→ **WHAT THE EXERCISE ASKS**
In the material below, render as a JSON list of strings, one string per line, the lines starting with the line containing "Indicate every instance of the green beret" and going on through the last line of the material. Leave out blank lines.

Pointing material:
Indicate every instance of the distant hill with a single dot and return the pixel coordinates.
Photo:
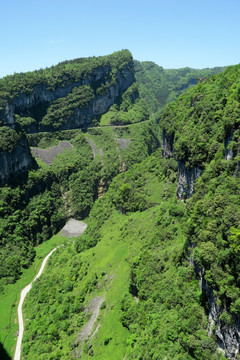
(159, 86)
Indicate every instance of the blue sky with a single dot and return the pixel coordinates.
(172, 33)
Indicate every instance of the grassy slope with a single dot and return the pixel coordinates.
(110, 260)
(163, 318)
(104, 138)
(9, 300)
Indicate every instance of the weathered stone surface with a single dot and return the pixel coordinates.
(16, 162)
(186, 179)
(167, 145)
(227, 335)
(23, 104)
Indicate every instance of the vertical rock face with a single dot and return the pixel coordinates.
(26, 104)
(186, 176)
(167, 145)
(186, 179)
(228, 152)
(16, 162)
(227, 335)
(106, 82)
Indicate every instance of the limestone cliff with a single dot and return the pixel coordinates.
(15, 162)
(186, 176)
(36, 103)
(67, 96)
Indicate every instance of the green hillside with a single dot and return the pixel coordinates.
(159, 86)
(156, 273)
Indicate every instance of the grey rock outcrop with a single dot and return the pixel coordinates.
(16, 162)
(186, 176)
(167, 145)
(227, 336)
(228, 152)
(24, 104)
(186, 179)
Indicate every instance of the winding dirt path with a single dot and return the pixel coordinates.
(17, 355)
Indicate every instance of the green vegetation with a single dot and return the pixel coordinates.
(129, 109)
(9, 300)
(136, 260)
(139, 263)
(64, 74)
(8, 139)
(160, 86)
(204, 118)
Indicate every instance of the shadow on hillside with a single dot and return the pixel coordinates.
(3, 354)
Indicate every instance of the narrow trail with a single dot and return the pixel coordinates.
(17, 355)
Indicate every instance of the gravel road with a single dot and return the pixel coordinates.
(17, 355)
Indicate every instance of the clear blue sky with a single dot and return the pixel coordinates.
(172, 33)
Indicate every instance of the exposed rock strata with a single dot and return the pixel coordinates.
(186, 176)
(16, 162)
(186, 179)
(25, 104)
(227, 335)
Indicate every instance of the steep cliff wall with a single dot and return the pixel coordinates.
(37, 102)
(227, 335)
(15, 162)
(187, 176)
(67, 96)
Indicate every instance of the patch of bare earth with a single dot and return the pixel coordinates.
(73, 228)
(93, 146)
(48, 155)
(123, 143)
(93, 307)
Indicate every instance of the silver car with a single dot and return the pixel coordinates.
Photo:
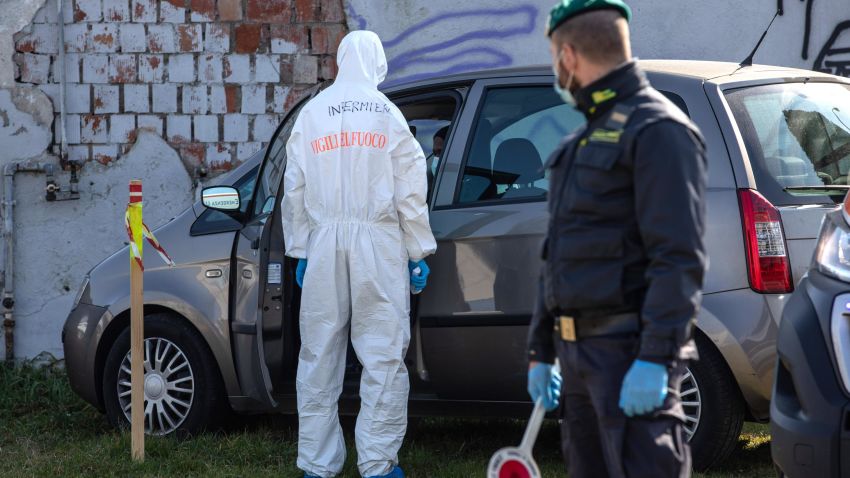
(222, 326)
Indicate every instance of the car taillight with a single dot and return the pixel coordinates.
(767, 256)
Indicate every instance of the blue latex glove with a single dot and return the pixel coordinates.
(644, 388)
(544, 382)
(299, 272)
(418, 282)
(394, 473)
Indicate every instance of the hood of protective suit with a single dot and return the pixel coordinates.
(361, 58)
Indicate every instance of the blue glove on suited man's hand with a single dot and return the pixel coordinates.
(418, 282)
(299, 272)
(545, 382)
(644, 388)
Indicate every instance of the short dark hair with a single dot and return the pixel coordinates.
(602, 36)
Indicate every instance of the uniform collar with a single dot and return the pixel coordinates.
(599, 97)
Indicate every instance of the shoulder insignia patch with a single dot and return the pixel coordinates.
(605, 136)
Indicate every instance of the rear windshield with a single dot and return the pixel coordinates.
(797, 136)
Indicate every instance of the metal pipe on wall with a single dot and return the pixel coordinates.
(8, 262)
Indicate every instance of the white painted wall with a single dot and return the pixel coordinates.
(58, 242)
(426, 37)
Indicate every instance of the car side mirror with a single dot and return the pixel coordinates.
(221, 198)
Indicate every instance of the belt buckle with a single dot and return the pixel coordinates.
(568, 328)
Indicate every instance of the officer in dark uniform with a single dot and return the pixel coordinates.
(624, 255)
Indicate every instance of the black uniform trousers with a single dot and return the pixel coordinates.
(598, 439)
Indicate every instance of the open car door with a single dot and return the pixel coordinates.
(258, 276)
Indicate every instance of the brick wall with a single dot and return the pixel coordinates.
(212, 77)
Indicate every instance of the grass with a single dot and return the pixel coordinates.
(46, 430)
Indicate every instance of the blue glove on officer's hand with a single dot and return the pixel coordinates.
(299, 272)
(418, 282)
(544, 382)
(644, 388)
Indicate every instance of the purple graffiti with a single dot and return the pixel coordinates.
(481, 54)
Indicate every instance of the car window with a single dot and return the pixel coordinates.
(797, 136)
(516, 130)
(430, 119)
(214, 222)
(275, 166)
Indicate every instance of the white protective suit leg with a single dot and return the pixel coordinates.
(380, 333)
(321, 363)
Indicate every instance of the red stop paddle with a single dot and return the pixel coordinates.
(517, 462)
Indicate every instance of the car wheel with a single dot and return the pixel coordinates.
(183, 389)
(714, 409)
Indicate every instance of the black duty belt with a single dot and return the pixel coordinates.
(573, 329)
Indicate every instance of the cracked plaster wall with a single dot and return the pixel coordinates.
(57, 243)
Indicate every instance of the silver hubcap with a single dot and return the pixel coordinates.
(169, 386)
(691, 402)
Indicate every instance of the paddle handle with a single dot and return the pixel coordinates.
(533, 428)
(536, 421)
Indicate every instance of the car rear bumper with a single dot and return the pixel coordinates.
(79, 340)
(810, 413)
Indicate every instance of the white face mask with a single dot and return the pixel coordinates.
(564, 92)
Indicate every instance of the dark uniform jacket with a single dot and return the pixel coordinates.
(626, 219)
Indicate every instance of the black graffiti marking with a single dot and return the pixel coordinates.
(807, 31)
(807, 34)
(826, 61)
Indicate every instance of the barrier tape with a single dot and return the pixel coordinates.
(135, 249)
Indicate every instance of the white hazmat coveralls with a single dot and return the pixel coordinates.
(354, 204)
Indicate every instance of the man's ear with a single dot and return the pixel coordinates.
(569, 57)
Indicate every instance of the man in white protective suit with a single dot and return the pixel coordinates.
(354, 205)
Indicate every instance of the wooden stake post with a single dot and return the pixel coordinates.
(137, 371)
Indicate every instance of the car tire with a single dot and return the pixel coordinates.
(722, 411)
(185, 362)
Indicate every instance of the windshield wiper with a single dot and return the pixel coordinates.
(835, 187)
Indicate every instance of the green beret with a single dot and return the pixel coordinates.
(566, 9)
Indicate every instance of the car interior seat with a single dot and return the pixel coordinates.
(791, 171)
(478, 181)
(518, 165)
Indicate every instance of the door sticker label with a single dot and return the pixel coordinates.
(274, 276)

→ **FULL OUTPUT**
[
  "Indicate every instance of the green beret with a single dot and return the pixel coordinates.",
  "(566, 9)",
  "Indicate every instance of the car interior seat with a single dot and return the pixel coordinates.",
  "(791, 171)",
  "(478, 181)",
  "(518, 165)",
  "Indicate every instance of the door sticker label with a single dot and return the pixel coordinates.",
  "(274, 276)"
]